■ Exercise goal
The records shown below are to be repeated exactly and completely.

■ Information shown
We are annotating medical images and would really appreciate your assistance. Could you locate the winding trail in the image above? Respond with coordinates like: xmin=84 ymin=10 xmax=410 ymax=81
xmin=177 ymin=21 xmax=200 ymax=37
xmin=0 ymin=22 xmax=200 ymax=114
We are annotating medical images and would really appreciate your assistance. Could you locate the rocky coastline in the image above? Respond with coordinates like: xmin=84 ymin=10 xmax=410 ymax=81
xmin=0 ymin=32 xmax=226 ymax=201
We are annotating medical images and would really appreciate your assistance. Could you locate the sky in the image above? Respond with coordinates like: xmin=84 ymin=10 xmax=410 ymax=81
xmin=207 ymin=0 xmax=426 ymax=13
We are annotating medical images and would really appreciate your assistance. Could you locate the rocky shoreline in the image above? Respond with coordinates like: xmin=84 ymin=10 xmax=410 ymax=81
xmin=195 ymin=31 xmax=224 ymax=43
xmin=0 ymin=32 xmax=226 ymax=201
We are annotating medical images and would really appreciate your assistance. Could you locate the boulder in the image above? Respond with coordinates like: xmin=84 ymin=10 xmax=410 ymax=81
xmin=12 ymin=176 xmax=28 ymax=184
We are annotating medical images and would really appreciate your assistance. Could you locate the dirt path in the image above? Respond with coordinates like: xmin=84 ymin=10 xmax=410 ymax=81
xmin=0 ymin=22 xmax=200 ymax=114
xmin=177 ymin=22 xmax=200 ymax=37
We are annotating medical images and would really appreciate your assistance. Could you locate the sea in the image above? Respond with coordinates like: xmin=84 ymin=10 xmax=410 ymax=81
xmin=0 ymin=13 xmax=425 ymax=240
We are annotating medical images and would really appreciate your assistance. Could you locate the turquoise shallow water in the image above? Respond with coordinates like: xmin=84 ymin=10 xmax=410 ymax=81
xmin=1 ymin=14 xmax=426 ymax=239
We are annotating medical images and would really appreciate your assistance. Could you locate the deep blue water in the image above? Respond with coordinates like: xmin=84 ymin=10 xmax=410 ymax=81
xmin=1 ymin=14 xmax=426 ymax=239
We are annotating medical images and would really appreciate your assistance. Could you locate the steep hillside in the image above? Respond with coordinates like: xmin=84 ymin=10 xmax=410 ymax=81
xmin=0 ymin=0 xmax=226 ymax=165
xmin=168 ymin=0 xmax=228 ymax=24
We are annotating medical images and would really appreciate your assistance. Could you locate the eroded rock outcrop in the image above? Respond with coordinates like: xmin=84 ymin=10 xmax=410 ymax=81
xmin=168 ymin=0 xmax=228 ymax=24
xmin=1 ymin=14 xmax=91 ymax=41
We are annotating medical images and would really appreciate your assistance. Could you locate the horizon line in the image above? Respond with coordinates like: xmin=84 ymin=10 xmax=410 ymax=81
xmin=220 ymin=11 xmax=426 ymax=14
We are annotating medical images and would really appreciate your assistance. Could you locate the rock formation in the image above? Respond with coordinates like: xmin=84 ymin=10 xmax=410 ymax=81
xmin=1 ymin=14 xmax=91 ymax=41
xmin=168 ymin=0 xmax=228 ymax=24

■ Your solution
We are annotating medical images and would really appreciate your assistance. Could you locate the winding trail in the image above? Respond with coordinates like: xmin=84 ymin=10 xmax=410 ymax=81
xmin=177 ymin=21 xmax=200 ymax=37
xmin=0 ymin=22 xmax=200 ymax=114
We are annotating medical images and would really appreciate your assistance. Could you locate the rocky coastline in the image above? Respond with coordinates like: xmin=84 ymin=10 xmax=410 ymax=81
xmin=0 ymin=32 xmax=226 ymax=201
We are annotating medical images and would really appreciate your assistance. Could you locate the sky in the image above? Respond with coordinates like: xmin=84 ymin=10 xmax=410 ymax=81
xmin=207 ymin=0 xmax=426 ymax=13
We are annotating medical images and would really appreciate your assistance. Could you locate the rocky shoreline in the image above? Respond with coordinates like: xmin=84 ymin=10 xmax=410 ymax=81
xmin=195 ymin=31 xmax=224 ymax=43
xmin=0 ymin=32 xmax=226 ymax=201
We are annotating medical images and would really appreciate your assistance. Could you locate the boulder in the image above? Respond with coordinates like: xmin=84 ymin=10 xmax=410 ymax=81
xmin=12 ymin=176 xmax=28 ymax=184
We are annotating medical images and would really appreciate your assistance. Could you locate the dirt path in the image above? Respond with coordinates like: xmin=84 ymin=10 xmax=410 ymax=81
xmin=0 ymin=22 xmax=200 ymax=114
xmin=177 ymin=22 xmax=200 ymax=37
We are annotating medical images and would really appreciate your assistance. Could you locate the sea in the image above? Respond with coordinates like: xmin=84 ymin=10 xmax=410 ymax=81
xmin=0 ymin=13 xmax=425 ymax=240
We are annotating medical images and would really appreciate your assistance. Could you locate the turquoise shallow water in the image above? Respond with coordinates like: xmin=84 ymin=10 xmax=410 ymax=81
xmin=1 ymin=14 xmax=426 ymax=239
We are annotating medical images and would really appreciate your assistance. Could you locate the deep blue water in the image above? Respond with coordinates like: xmin=84 ymin=10 xmax=410 ymax=81
xmin=1 ymin=14 xmax=426 ymax=239
We are annotating medical images and would really appreciate your assistance. Could you locate the steep hillside in the image above? Respond with coordinates like: xmin=84 ymin=10 xmax=410 ymax=81
xmin=0 ymin=0 xmax=226 ymax=165
xmin=168 ymin=0 xmax=228 ymax=24
We are annotating medical images and would really appreciate your assistance. Could you locate the eroded rock outcrop in the image above? Respond with coordinates like: xmin=84 ymin=10 xmax=410 ymax=81
xmin=168 ymin=0 xmax=228 ymax=24
xmin=1 ymin=14 xmax=91 ymax=41
We are annotating medical images and would really appreciate your assistance. Could you locate the horizon line in the image above? Respond with coordinates like: xmin=84 ymin=10 xmax=410 ymax=81
xmin=220 ymin=11 xmax=426 ymax=14
We are annotating medical images and would really appreciate your assistance. Could you locate the rock formation in the image above? Respond with coordinates like: xmin=84 ymin=10 xmax=410 ymax=81
xmin=1 ymin=14 xmax=91 ymax=41
xmin=168 ymin=0 xmax=228 ymax=24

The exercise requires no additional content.